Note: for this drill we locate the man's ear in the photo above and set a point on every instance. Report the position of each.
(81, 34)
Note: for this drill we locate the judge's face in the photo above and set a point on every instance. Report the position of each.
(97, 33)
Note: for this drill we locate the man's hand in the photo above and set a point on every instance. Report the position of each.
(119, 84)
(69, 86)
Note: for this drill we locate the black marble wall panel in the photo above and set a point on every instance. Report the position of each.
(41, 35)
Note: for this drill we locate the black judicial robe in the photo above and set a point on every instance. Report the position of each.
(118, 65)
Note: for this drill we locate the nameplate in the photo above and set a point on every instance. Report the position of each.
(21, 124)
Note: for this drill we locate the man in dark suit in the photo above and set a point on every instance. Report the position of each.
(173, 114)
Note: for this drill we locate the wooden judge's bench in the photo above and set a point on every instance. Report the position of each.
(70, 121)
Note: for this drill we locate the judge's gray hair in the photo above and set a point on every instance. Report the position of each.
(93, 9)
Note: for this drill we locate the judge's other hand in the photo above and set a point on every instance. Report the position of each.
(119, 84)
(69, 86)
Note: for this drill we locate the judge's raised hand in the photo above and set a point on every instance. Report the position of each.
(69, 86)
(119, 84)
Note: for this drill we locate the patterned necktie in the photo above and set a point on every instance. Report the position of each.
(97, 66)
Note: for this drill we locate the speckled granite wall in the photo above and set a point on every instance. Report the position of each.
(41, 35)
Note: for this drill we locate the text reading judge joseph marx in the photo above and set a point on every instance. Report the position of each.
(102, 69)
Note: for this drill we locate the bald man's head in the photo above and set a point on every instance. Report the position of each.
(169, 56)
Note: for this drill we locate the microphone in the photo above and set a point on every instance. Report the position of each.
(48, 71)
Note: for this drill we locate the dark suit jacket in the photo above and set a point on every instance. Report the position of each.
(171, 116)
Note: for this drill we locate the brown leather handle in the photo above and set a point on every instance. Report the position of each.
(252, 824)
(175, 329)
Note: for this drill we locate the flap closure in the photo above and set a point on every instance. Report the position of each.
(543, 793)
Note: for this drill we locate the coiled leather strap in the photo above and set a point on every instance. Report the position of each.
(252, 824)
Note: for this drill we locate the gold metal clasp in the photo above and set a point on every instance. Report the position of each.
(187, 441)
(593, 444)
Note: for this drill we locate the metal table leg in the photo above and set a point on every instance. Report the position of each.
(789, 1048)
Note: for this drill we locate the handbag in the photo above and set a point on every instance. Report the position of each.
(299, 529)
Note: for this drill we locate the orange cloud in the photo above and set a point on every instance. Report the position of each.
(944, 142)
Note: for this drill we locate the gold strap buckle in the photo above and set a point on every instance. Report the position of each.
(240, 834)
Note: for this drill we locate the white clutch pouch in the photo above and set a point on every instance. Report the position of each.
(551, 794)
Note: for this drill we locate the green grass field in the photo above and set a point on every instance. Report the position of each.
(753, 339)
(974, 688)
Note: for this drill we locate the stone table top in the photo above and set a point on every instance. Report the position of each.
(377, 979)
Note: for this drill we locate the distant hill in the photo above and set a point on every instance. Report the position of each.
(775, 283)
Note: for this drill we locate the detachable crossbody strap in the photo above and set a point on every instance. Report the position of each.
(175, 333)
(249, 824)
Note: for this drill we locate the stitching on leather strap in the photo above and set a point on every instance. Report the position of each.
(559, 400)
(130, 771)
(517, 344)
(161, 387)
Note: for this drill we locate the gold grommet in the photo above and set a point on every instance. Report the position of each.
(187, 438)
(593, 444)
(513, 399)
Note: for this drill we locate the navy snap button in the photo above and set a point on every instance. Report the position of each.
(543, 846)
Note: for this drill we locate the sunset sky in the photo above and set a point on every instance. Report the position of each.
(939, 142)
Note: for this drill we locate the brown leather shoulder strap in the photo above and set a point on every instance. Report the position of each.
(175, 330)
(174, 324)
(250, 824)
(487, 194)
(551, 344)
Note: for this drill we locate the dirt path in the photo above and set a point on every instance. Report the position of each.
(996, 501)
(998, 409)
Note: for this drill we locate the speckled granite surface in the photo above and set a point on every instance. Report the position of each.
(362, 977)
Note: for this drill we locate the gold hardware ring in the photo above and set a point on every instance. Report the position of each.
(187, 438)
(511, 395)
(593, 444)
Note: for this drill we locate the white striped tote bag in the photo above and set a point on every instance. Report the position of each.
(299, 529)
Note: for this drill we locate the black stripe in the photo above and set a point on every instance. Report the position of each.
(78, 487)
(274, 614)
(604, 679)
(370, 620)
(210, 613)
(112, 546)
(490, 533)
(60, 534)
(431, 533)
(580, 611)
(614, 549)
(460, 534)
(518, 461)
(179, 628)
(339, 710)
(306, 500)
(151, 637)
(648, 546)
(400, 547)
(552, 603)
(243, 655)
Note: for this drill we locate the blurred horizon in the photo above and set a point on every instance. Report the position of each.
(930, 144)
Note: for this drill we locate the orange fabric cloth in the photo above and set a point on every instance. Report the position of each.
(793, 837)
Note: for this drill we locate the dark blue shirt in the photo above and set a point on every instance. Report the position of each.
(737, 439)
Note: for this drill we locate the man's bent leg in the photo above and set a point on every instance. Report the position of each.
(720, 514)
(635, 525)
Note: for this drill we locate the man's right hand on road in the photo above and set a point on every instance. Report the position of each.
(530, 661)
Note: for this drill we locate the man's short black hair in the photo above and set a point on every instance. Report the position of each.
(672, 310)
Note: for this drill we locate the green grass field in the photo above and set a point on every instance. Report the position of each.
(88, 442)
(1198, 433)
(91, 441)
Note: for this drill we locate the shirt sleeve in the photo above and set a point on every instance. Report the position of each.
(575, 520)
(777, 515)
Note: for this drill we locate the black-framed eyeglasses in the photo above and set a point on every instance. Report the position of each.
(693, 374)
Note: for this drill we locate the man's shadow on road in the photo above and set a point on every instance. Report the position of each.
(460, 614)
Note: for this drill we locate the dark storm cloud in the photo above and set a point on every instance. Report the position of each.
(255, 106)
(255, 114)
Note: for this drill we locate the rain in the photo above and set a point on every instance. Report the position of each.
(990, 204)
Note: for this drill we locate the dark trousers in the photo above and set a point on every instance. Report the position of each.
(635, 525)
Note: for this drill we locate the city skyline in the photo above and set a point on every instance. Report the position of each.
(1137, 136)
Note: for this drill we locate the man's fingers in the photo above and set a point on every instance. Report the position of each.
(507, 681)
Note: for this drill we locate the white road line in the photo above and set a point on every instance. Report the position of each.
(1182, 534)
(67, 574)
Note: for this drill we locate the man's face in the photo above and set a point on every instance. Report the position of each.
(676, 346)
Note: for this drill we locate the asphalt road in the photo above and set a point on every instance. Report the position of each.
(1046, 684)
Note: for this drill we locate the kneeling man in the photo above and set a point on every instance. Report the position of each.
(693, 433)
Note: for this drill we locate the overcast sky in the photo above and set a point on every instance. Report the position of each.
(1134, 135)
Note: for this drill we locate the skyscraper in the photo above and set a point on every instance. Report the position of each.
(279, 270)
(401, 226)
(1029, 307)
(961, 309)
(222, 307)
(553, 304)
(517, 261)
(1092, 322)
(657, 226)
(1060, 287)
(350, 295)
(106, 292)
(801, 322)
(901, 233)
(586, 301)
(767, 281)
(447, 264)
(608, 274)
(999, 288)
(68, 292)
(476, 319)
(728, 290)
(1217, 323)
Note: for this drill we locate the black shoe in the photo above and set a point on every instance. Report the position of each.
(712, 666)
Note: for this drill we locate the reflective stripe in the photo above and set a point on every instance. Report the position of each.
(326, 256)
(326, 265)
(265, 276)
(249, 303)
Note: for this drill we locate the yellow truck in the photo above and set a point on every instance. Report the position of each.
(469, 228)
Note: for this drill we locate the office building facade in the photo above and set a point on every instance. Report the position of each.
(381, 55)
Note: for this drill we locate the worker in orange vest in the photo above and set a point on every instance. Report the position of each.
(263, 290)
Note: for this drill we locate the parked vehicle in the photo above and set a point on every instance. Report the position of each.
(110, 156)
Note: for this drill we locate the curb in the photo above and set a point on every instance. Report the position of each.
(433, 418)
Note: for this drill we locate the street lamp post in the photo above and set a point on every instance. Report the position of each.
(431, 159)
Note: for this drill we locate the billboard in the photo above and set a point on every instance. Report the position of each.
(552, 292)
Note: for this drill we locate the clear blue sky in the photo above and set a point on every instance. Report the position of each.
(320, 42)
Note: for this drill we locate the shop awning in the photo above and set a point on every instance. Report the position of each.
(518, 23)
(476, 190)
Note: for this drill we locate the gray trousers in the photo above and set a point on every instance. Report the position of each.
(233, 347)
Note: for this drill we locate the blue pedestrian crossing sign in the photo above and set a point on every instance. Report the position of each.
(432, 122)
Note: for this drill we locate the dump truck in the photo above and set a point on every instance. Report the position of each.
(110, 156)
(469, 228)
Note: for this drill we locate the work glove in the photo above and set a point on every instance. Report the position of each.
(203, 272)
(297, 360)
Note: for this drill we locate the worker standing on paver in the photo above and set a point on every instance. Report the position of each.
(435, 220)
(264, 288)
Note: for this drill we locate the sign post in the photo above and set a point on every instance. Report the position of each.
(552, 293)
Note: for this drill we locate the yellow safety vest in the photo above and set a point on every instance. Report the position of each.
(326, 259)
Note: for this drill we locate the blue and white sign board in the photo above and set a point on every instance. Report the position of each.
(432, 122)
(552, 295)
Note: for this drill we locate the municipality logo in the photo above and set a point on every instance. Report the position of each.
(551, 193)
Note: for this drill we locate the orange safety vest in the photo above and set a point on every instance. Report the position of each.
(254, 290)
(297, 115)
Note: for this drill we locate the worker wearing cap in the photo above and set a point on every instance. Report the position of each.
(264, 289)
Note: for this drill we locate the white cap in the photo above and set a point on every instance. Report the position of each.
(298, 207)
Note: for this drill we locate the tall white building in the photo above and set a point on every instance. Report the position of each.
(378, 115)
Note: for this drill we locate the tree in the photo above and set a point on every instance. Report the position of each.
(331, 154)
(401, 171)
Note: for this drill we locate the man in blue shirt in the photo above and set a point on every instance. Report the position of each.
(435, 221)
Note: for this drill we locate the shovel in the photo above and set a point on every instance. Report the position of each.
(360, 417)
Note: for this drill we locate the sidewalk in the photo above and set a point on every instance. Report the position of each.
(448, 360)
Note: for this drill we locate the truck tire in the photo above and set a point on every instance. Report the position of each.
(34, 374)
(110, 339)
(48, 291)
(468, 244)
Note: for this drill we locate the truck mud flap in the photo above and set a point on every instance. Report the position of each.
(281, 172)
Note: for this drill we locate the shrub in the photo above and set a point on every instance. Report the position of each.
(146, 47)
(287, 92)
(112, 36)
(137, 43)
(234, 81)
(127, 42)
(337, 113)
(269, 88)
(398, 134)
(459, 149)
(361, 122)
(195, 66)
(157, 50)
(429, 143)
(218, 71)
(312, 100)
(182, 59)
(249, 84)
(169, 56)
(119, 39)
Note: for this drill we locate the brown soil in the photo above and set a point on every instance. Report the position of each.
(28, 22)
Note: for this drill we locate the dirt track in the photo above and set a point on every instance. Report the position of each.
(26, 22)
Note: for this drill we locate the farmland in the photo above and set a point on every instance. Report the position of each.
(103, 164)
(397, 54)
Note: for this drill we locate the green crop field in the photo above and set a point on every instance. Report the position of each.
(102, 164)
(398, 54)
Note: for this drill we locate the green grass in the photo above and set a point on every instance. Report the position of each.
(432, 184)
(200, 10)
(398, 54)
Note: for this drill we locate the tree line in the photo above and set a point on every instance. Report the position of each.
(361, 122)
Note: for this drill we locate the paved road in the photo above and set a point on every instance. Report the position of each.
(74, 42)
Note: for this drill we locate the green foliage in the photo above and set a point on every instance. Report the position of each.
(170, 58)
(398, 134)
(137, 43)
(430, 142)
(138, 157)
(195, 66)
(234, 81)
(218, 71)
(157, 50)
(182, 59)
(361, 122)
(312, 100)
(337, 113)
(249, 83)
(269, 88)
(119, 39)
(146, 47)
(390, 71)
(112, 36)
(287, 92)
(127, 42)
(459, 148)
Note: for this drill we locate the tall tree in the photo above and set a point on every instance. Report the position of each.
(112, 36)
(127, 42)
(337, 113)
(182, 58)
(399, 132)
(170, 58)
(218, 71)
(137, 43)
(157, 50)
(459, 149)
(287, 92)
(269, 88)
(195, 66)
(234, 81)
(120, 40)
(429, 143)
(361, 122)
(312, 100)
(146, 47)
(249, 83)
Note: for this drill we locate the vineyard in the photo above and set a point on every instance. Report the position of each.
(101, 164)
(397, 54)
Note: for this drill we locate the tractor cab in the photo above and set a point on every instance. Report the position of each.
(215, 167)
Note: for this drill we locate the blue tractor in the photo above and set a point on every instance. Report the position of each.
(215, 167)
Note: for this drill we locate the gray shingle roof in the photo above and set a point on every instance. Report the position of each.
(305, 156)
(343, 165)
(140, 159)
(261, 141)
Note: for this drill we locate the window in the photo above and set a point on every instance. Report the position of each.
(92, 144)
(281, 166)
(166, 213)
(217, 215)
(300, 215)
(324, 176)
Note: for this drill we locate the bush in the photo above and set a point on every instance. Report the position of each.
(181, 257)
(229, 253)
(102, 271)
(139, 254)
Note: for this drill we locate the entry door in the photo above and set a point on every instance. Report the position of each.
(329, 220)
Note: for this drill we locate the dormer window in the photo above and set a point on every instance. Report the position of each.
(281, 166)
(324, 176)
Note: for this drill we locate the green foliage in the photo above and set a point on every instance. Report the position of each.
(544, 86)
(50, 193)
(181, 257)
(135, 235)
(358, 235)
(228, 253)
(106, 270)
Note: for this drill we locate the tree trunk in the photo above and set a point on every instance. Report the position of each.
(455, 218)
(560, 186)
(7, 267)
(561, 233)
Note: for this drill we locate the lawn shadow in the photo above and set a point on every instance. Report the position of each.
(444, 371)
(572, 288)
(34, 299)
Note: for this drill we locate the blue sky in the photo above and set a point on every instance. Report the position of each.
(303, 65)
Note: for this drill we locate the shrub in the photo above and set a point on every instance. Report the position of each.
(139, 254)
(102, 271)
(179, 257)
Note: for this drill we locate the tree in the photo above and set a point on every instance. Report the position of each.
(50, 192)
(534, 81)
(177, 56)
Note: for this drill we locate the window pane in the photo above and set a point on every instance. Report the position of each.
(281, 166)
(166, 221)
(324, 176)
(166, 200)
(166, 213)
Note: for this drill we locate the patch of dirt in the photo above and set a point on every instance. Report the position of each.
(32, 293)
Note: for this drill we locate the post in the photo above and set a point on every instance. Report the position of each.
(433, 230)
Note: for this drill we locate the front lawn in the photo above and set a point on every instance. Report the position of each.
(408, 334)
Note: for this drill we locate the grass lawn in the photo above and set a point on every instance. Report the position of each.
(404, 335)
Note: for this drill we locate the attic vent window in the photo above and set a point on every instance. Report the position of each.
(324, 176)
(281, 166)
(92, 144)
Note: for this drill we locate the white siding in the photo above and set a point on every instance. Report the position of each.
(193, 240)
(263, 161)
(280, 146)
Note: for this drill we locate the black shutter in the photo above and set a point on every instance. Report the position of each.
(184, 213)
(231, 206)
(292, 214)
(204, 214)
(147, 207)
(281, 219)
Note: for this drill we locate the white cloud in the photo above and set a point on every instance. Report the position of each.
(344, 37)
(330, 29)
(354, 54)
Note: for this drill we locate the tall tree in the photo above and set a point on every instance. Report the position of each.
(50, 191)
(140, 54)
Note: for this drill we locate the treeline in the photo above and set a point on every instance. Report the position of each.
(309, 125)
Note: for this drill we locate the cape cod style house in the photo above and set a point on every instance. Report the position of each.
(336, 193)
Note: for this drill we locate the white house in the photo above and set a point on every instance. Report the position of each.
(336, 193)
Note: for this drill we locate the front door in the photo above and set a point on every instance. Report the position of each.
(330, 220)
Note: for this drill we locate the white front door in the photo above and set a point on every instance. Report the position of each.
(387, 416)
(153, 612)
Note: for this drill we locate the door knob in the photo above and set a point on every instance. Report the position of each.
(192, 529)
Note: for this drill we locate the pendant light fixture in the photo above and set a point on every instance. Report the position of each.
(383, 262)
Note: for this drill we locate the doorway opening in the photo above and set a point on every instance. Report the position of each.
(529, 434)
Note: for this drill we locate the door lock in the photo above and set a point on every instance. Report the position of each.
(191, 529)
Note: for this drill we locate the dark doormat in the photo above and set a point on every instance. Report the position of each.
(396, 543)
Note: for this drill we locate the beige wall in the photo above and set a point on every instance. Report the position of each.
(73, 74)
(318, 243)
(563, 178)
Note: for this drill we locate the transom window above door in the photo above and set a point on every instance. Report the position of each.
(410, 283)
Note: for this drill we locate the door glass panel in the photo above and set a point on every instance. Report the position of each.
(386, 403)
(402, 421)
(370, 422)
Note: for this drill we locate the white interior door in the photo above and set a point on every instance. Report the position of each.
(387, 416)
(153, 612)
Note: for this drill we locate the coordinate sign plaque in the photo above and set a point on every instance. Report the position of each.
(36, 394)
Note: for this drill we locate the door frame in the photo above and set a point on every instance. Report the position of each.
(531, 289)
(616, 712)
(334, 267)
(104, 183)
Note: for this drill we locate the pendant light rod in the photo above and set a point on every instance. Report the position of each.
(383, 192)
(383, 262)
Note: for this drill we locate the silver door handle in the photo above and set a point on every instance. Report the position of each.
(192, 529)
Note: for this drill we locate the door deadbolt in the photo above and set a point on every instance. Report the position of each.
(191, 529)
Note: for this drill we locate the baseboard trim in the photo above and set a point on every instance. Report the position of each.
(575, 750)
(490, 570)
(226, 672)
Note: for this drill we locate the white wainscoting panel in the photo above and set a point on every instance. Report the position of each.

---------------

SET EXERCISE: Repeat word for word every line from the one that holds "Note: for this drill we locate the door lock" to the end. Both ends count.

WRITTEN SOLUTION:
Note: for this drill we locate the door lock in the photo above and set a point on every instance. Report the position of each.
(191, 529)
Note: for this drill we locate the dark doormat in the photo above and set a point on every instance. Report the position of each.
(396, 543)
Note: for this drill we locate the beige wall in the photo above and set a point on every instance. Report the position of each.
(73, 74)
(318, 243)
(563, 178)
Note: for this drill we locate the transom window above door in the photo above and set a point on every instance. Report the position of each.
(410, 283)
Note: for this drill we locate the door glass panel in the photo above and set a point on every instance. Report the position of each.
(386, 403)
(402, 421)
(370, 422)
Note: for this drill we locate the white interior door in the photo above and set a point on every instance. Report the position of each.
(387, 416)
(153, 612)
Note: for this drill we locate the coordinate sign plaque in the photo above and set a point on every instance. Report the position of each.
(36, 394)
Note: for this drill we locate the door frame in the photo above and set a point on every instance. Report the position of each.
(531, 289)
(616, 712)
(334, 267)
(104, 183)
Note: for this drill we locate the pendant light rod in the photo above and set a point on every instance. Report the position of each.
(383, 192)
(383, 262)
Note: for this drill we locate the silver door handle in the photo above and set a point on every instance. Report the position of each.
(192, 529)
Note: for this drill we locate the door deadbolt in the photo above and set a point on every instance. Report the position of each.
(191, 529)
Note: for this drill we locate the baseboard trim in the photo above and set a point on every instance. Report the position of each.
(575, 750)
(490, 570)
(226, 672)
Note: for this drill we locate the white wainscoting panel in the photo above and set a point on every instance. Report the position of each.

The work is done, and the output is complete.